**EXERCISE OBJECTIVE**
Scale the entries between the lines holding "of the caudal" and "[[656, 409]]", inclusive, and give only those lines. Multiply each pixel coordinate in the answers by 2.2, round to whole numbers with halves going up, and keep all other text unchanged.

**DATASET RECORDS**
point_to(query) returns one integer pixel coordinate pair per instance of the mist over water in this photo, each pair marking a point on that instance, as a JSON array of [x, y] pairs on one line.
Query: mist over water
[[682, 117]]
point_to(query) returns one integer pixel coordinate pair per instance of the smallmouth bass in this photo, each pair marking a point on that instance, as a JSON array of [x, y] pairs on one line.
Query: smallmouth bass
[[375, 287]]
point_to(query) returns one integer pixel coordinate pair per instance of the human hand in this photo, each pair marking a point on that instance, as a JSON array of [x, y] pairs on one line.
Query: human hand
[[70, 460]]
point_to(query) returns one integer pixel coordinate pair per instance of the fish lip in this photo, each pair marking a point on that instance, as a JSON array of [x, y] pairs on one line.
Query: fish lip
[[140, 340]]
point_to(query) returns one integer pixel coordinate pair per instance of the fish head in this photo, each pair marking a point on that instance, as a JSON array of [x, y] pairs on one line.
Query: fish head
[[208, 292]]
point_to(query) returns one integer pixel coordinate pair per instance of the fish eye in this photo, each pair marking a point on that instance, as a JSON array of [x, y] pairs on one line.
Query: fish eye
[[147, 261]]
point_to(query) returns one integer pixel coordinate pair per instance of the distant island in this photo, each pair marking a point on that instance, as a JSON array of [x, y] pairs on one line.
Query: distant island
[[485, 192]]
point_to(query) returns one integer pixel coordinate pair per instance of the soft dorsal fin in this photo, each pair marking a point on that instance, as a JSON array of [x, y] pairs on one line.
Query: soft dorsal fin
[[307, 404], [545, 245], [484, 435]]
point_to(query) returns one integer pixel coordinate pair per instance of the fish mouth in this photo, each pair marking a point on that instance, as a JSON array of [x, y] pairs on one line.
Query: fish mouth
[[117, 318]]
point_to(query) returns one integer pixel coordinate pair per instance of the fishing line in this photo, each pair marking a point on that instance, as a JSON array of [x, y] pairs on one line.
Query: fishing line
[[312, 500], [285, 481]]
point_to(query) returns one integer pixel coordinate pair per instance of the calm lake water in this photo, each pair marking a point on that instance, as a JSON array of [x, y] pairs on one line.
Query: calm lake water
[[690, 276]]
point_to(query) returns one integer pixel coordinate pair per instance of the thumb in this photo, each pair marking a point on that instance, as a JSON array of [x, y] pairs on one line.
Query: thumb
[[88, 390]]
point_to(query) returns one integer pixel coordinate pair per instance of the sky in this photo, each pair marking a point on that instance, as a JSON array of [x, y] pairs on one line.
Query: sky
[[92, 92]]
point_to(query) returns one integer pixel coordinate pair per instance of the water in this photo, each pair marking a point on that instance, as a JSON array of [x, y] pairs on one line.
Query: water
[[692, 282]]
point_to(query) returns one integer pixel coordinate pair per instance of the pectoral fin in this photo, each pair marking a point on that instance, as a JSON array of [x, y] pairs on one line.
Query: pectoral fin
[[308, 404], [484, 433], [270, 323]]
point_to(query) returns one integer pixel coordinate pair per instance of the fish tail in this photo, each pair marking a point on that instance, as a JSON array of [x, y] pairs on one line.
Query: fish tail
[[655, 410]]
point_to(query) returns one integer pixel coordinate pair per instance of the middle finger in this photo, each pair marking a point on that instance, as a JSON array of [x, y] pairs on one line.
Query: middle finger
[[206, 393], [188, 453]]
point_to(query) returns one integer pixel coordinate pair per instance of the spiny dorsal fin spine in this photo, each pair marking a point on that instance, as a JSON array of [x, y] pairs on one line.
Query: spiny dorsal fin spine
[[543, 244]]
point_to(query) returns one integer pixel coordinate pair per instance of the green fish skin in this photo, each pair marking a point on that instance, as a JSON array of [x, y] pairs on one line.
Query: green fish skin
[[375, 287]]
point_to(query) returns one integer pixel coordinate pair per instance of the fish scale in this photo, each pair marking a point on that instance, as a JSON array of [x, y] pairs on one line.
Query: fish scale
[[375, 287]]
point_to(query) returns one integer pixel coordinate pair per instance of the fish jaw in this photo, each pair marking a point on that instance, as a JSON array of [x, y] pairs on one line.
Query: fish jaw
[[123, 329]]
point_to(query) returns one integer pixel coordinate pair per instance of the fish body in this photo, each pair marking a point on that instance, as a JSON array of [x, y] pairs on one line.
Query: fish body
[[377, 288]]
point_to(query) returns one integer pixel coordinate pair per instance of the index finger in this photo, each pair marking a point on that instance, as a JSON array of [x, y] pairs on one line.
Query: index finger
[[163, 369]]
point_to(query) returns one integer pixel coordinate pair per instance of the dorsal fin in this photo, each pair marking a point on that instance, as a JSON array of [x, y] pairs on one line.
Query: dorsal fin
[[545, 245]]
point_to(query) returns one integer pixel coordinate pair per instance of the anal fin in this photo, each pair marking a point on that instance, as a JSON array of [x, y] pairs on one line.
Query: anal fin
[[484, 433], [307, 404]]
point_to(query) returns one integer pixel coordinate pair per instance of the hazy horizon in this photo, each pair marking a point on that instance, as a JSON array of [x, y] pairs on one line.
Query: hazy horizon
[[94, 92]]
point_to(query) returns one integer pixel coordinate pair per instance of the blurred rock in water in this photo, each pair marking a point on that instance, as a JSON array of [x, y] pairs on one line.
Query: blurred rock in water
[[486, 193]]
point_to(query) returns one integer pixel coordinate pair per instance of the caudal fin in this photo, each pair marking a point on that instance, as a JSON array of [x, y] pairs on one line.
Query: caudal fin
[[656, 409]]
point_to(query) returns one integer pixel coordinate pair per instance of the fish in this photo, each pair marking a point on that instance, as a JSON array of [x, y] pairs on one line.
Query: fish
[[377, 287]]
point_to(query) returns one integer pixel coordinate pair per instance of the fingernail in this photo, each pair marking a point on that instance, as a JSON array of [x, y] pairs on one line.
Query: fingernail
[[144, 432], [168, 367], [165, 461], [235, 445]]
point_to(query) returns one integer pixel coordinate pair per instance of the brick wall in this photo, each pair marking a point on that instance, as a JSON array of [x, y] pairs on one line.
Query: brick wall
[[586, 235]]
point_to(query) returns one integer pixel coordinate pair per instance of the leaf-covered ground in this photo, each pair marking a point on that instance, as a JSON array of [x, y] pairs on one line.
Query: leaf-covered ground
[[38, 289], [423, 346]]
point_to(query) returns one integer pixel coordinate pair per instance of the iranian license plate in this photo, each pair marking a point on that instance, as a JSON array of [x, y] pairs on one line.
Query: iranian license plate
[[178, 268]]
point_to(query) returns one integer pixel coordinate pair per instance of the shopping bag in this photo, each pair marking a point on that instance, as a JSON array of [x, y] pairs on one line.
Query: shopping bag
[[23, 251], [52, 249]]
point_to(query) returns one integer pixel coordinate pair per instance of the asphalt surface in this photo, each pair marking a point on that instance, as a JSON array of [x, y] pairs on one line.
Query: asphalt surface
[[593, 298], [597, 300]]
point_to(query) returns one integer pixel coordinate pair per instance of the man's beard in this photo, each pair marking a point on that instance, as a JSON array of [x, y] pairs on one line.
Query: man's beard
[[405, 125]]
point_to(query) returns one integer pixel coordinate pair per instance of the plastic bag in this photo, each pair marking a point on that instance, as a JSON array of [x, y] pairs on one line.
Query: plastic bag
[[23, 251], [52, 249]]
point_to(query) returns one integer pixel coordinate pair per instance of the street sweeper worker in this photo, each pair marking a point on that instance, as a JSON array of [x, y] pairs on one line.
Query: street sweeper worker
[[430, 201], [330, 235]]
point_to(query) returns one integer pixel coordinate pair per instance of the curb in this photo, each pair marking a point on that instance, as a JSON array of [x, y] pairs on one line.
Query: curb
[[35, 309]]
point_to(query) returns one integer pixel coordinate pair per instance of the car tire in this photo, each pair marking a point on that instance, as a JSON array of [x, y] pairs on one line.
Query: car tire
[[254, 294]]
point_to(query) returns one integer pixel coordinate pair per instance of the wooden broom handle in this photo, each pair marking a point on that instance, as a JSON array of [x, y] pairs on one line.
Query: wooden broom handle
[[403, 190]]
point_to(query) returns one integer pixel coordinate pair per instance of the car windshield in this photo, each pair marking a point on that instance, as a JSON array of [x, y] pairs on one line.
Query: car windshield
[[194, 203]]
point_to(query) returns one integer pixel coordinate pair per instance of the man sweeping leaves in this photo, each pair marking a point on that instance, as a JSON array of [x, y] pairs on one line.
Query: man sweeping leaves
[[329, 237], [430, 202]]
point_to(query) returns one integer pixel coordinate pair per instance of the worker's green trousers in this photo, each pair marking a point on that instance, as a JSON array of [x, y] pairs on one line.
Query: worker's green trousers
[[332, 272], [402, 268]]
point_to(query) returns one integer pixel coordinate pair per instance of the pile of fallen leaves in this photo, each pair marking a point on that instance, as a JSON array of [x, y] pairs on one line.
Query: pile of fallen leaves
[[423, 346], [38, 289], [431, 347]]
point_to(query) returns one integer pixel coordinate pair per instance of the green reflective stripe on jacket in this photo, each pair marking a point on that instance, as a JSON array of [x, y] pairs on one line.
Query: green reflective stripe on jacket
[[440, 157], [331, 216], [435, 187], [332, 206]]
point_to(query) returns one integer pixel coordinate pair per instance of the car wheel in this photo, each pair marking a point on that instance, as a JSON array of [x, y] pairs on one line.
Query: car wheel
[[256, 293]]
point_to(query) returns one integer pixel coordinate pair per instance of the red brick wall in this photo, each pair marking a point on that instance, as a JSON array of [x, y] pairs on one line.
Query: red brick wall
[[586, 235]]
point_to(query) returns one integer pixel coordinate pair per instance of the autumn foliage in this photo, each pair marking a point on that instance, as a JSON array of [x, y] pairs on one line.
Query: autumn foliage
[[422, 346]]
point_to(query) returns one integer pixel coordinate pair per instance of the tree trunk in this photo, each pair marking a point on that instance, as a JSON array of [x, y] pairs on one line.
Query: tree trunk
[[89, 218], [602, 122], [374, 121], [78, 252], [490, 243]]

**SOLUTION BELOW**
point_to(query) returns one integer pixel coordinate pair per instance of the caudal fin in this photo, each pair marking a point on that instance, as a JSON array of [x, y] pairs on one line.
Query: caudal fin
[[1443, 900]]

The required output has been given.